Data entries
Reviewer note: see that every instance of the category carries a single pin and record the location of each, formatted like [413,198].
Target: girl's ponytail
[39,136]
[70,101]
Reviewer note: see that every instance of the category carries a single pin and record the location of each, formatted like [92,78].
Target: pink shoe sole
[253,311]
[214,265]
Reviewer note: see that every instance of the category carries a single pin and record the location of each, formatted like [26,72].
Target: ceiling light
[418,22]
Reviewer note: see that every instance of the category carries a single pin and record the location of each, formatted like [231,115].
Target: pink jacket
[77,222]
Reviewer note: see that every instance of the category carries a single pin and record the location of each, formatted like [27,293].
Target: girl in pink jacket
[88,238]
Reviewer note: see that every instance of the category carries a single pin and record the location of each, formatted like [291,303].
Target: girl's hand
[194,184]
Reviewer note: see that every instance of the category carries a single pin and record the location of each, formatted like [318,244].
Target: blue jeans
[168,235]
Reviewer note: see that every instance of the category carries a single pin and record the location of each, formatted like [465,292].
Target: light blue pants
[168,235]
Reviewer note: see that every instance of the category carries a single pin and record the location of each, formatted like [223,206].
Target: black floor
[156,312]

==

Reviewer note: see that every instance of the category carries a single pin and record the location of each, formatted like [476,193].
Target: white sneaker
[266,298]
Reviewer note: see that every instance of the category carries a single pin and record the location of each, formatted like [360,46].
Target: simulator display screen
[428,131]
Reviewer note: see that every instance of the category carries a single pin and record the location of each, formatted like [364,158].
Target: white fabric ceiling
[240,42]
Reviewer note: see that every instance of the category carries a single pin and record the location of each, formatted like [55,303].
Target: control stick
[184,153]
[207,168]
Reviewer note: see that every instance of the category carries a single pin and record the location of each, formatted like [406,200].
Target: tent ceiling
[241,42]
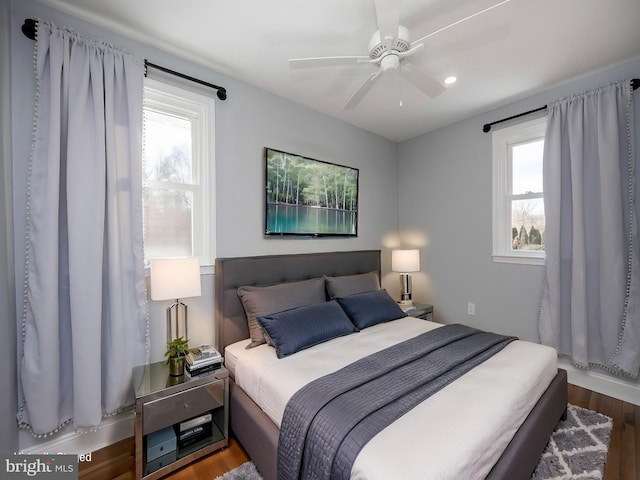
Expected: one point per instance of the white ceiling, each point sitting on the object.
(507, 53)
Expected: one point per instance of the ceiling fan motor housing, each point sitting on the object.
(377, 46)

==

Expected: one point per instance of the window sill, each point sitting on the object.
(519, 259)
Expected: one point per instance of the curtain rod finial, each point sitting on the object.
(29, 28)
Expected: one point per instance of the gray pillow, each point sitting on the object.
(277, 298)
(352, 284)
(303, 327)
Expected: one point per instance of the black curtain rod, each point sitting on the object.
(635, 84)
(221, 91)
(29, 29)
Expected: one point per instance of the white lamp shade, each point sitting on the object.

**WHAT IS NEEDED**
Copy out, exactly and alone, the lines of the entries above between the ones holding "formatted like [231,115]." and "formatted like [291,303].", inclusive.

**RESPONSE TO THE TASK**
Reviewer note: see that every instance of the category carries a single pin and record the location of each, formatted like [231,115].
Target: pink jacket
[77,222]
Reviewer note: see that every instance of the category carries a single pin and record the location of each, formatted like [27,293].
Target: girl in pink jacket
[88,238]
Reviewer note: see that every instance of the category carries a single pin and record the location of each, formatted like [291,303].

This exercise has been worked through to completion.